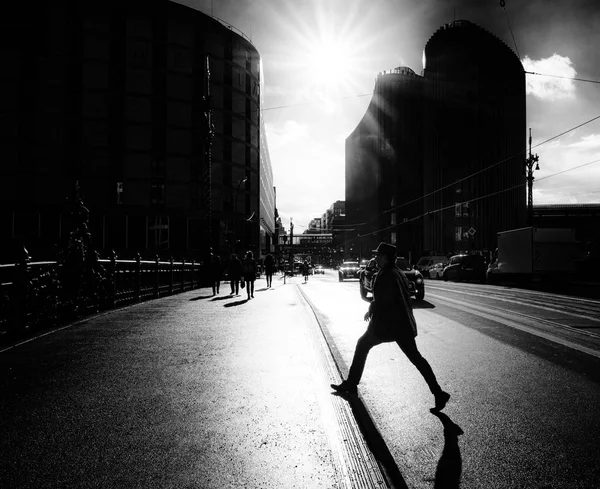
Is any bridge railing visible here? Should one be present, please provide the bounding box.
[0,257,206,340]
==
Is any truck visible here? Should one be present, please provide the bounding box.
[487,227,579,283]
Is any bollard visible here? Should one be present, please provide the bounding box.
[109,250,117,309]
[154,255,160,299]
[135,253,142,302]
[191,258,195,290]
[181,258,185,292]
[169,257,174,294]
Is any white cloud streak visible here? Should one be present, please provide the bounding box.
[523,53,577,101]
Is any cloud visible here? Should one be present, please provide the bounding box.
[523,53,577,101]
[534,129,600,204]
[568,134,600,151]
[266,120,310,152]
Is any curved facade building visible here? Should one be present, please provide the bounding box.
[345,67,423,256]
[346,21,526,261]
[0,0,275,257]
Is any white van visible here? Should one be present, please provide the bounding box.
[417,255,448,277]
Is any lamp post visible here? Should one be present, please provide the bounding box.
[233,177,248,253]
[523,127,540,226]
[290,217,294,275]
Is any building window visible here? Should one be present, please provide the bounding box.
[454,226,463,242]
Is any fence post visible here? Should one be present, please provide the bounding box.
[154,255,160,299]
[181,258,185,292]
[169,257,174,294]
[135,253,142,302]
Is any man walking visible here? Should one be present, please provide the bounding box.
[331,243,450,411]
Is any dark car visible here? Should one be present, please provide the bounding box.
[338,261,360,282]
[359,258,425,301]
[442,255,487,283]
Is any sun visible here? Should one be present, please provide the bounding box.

- [What is required] Output the rows as a Markdown table with the columns Nr and Text. Start at the line containing "Is any bridge" and end with the line containing "[0,257,206,340]". Number each line in Nr and skip blank lines.

- [Result for this exercise]
| Nr | Text |
|---|---|
| 1 | Is any bridge railing visible here? Should one be present, please provide the bounding box. |
| 2 | [0,257,206,340] |